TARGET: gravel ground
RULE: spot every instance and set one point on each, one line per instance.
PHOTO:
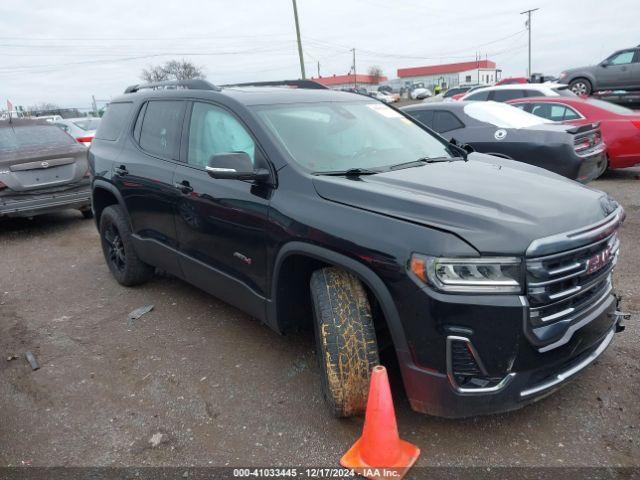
(197, 382)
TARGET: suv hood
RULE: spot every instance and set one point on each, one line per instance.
(498, 206)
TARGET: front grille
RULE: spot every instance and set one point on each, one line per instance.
(564, 285)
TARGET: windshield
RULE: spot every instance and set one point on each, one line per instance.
(611, 107)
(88, 123)
(331, 136)
(502, 115)
(35, 136)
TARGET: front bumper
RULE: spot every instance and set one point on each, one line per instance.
(435, 394)
(29, 206)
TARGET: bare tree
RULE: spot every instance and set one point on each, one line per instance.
(376, 73)
(173, 70)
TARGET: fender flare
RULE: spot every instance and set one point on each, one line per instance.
(111, 188)
(364, 273)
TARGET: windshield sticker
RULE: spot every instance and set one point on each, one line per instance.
(384, 110)
(500, 134)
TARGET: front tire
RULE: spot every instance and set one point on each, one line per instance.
(121, 257)
(581, 87)
(87, 213)
(345, 339)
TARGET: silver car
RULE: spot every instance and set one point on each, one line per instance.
(620, 71)
(82, 129)
(42, 169)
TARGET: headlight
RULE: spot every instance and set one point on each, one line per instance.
(469, 275)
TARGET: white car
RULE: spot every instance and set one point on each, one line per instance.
(420, 93)
(502, 93)
(385, 97)
(83, 129)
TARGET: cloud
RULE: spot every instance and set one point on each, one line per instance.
(65, 52)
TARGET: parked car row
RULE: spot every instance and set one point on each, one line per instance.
(82, 129)
(42, 169)
(576, 152)
(618, 126)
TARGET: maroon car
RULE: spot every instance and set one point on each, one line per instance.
(42, 169)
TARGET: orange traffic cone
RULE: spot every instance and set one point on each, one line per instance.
(379, 453)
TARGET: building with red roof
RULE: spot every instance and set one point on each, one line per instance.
(452, 74)
(350, 81)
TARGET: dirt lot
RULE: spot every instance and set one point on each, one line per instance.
(211, 386)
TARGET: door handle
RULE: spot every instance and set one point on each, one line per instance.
(183, 186)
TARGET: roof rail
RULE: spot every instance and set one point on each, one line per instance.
(173, 85)
(308, 84)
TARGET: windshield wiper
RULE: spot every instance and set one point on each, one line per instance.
(351, 172)
(422, 161)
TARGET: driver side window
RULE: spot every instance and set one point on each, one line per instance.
(622, 58)
(214, 130)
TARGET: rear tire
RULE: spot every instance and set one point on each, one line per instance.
(345, 339)
(121, 257)
(581, 87)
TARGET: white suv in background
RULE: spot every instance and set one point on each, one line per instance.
(502, 93)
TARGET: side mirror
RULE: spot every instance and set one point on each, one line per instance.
(465, 147)
(235, 166)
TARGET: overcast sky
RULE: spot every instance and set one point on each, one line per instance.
(65, 51)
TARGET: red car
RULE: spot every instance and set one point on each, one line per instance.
(620, 126)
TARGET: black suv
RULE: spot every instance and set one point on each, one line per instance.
(490, 278)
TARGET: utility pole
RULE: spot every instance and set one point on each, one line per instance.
(529, 12)
(295, 15)
(355, 77)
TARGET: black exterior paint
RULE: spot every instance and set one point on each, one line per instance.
(547, 146)
(370, 226)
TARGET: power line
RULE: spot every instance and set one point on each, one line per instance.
(300, 54)
(528, 13)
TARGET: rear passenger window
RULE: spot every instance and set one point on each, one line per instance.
(113, 121)
(446, 121)
(504, 95)
(424, 116)
(161, 128)
(556, 113)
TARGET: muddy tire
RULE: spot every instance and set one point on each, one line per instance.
(121, 257)
(345, 340)
(581, 87)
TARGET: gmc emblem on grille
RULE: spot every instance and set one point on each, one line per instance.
(599, 260)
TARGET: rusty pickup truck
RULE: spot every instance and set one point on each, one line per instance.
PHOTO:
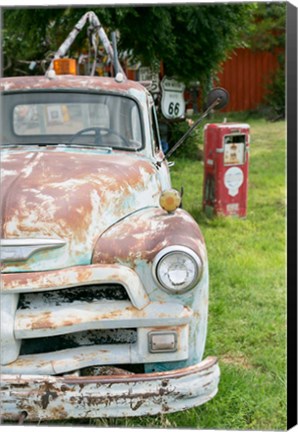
(104, 297)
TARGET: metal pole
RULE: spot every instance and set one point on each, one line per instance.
(187, 133)
(94, 21)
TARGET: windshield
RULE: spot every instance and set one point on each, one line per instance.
(71, 118)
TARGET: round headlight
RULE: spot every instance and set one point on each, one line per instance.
(177, 269)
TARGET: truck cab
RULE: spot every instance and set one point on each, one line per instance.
(104, 298)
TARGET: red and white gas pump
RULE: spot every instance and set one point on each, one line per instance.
(226, 150)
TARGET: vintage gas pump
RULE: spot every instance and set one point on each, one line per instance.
(226, 147)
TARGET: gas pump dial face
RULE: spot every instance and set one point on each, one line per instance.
(234, 150)
(233, 179)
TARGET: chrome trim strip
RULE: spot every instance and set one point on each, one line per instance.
(21, 249)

#####

- [Task]:
Pictures should not appear in the copy. Write out exactly the lines above from the first one through the line that contains "TARGET: front grille".

- [Result below]:
TARGET: gravel ground
RULE: spot every instance and set one point on each, one line per instance.
PHOTO:
(197, 382)
TARGET: suv hood
RULE: spot every instance and set one point on each, one line per instance.
(498, 206)
TARGET: front grille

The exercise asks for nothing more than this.